Every line in the records below with the string "instance" needs to be copied out.

• • • •

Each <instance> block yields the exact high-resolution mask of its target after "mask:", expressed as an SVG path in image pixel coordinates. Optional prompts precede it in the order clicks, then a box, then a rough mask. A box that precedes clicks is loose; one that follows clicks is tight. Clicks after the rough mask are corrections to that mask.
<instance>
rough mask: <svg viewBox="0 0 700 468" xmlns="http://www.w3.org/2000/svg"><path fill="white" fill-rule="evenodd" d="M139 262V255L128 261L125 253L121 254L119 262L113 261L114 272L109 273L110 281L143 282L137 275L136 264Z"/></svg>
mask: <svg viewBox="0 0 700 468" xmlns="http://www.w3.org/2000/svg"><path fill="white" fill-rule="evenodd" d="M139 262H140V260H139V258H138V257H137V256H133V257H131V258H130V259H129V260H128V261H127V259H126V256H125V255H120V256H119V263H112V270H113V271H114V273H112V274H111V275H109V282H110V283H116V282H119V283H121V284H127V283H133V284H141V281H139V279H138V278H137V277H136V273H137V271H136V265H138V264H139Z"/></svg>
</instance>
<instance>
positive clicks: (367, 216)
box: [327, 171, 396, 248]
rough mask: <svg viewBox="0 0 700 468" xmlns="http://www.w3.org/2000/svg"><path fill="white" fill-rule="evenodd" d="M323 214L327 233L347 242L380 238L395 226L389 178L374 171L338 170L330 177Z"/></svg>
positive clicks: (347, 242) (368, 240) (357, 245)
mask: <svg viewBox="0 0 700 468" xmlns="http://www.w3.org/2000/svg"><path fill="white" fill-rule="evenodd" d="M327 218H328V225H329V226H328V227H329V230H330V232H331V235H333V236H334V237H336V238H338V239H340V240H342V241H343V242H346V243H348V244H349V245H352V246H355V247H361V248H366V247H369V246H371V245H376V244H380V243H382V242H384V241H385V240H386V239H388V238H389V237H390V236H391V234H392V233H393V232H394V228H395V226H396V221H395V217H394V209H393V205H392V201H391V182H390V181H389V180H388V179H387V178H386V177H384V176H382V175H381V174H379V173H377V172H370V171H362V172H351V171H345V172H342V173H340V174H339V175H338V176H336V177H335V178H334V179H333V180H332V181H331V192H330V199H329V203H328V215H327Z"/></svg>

• • • •

▶ FINISHED EXERCISE
Each <instance> block yields the exact high-resolution mask of its target after "mask:", expressed as an SVG path in image pixel coordinates. Optional prompts precede it in the order clicks, then a box, then a rough mask. A box that precedes clicks is loose; one that follows clicks is tight. Clicks after the rough mask are corrections to that mask.
<instance>
</instance>
<instance>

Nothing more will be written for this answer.